** EXTRACT TO READ **
# 5 Baby Elongs



## jmax611 (Aug 6, 2006)

I picked 8 baby elongs the other day. i've never seen them this small before!!! *edit 5 died within days of getting them and i got 2 more from the black piranha. so now there is 5


----------



## Wide_Eyed_Wanderer (Aug 22, 2006)

Had to see this man. Those things are crazy small! Where did you pick them up and isnt this very rare?


----------



## bigshawn (Dec 29, 2005)

wow, you going to try and shoal them?


----------



## Johnny_Zanni (Nov 8, 2009)

awesome dude. If your trying a 8 elong cohab that would be amazing.


----------



## CuzIsaidSo (Oct 13, 2009)

Wow I've never seen any that small... they look like sabretooth tetras


----------



## T-wag (May 21, 2009)

SOOOOOO CUTEEEEEEE..... like a baby lion....


----------



## jmax611 (Aug 6, 2006)

speakyourmind said:


> wow, you going to try and shoal them?


oh yea i got a 180 sitting empty waiting for me to drill it so i can setup a wet dry. i just scored a new iwaki 1500gph pump for under $100. im just waiting on the drill bit and bulkheads


----------



## Johnny_Zanni (Nov 8, 2009)

** RECORDS PROVIDED **
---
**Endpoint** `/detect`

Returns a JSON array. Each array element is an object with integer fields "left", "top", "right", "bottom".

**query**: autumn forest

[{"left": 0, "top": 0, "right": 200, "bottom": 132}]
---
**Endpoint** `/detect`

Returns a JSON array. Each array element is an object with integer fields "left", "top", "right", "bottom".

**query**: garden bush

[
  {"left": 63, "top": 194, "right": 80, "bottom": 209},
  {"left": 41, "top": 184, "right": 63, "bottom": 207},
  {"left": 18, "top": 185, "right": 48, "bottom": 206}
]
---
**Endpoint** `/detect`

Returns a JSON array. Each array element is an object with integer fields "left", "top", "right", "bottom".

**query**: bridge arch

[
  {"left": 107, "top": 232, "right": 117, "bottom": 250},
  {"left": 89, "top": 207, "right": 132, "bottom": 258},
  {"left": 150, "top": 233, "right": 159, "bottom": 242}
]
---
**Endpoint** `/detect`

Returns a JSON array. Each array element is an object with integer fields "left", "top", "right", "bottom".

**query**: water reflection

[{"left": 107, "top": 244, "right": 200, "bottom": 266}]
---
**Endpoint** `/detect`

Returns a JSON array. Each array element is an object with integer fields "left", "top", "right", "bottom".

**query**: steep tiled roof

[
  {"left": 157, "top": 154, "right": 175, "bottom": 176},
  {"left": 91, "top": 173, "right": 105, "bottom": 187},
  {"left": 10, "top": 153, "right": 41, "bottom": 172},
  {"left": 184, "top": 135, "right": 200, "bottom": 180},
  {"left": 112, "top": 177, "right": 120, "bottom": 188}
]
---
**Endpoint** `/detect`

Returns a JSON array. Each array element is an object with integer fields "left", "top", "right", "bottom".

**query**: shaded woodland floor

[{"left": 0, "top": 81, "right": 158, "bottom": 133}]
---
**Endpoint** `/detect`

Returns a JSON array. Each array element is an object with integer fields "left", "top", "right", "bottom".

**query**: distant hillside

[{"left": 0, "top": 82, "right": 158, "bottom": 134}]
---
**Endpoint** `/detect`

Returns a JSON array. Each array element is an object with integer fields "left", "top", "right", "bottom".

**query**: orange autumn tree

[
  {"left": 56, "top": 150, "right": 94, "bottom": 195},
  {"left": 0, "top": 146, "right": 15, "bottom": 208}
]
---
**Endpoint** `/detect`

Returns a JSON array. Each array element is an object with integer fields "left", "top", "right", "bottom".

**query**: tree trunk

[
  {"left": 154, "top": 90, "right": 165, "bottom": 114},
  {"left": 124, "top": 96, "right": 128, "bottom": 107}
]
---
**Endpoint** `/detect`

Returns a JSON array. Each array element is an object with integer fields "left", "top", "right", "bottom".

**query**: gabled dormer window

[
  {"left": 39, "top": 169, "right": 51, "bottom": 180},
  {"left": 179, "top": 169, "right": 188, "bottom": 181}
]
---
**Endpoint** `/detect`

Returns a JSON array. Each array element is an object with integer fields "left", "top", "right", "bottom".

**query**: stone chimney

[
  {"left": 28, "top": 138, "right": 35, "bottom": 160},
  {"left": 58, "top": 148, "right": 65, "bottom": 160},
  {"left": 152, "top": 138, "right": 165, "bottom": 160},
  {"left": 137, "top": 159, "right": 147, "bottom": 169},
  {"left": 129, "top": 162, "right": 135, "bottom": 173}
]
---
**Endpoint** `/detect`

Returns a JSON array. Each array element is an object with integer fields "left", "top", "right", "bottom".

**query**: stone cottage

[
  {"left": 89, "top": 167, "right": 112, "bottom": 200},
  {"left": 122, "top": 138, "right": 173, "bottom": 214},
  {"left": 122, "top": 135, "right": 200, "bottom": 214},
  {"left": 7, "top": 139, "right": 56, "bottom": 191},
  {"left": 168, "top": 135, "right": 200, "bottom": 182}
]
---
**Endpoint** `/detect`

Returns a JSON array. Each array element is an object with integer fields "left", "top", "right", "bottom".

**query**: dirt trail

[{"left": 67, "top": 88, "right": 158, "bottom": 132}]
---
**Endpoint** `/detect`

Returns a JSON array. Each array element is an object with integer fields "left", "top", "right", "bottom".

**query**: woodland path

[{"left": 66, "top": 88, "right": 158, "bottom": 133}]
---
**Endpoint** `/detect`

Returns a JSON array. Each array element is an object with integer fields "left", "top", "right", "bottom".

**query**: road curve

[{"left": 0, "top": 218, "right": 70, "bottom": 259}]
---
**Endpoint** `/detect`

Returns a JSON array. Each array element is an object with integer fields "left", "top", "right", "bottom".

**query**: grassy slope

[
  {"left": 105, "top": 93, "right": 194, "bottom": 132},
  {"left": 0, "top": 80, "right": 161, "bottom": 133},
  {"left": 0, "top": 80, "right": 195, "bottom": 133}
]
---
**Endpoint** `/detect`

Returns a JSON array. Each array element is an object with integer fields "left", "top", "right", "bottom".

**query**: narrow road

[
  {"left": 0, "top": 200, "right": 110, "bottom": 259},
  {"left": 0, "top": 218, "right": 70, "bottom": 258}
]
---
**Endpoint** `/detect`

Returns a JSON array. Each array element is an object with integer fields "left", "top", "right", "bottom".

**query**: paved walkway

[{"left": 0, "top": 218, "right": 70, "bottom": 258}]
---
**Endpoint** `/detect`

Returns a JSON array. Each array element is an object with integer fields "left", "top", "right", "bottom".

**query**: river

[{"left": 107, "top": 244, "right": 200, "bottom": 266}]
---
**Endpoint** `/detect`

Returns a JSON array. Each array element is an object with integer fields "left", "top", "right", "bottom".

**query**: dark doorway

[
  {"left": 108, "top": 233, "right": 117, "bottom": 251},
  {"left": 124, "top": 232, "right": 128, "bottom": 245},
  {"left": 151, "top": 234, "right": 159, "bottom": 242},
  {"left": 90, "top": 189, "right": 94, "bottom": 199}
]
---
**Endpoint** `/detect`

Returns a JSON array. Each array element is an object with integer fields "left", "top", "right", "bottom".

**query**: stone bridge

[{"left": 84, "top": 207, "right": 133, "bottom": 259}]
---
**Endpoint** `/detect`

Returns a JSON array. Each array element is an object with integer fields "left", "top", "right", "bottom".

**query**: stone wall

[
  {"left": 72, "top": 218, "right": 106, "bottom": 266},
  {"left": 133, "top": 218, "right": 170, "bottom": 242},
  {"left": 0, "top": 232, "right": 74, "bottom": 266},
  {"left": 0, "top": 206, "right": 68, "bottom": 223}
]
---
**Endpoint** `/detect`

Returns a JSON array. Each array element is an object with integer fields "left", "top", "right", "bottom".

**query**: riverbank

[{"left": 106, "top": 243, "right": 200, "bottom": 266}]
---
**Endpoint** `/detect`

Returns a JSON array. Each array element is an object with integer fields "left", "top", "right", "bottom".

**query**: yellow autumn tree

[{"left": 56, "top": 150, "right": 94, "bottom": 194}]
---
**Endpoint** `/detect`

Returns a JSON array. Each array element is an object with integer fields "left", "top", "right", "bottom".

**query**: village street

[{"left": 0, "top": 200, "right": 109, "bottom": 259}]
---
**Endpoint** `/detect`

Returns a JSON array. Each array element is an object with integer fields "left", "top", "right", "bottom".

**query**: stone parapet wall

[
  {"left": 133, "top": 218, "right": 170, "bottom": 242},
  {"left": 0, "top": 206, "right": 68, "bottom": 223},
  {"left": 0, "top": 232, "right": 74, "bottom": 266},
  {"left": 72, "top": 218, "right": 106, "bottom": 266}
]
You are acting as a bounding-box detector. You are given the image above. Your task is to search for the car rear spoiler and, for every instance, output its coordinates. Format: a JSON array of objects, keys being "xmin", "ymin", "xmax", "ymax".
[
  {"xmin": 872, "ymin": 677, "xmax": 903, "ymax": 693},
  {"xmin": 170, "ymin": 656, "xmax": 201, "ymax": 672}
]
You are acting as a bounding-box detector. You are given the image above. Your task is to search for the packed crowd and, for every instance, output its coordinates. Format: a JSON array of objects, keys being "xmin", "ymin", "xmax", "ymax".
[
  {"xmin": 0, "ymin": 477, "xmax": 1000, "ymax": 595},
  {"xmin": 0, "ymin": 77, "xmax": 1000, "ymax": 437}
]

** REQUIRED ACTIONS **
• A. Answer these about the forum thread on baby elongs, one line each:
(i) How many baby elongs did jmax611 first pick?
(ii) What kind of fish does CuzIsaidSo say the baby elongs look like?
(iii) What pump did jmax611 get, and for how much?
• B. Carry the forum thread on baby elongs forward, starting right after its last line.

** ANSWERS **
• A.
(i) Eight.
(ii) Sabretooth tetras.
(iii) A new Iwaki 1500gph pump, for under $100.

• B.
Sounds sweet dude. We have to keep this thread at the top. It will be interesting.

Are they all togeather now? If so, What size tank are they in now?


----------



## FEEFA (Nov 19, 2007)

Congrats on the pickup jmax and def please keep us posted


----------



## His Majesty (Apr 5, 2005)

wow they are so small. real cute looking too.

an 8 shoal cohab would be sweet if you can pull it off. good luck with them


----------



## jmax611 (Aug 6, 2006)

Johnny_Zanni said:


> Congrats on the pickup jmax and def please keep us posted


i will try to update the pics every couple weeks


----------



## b_ack51 (Feb 11, 2003)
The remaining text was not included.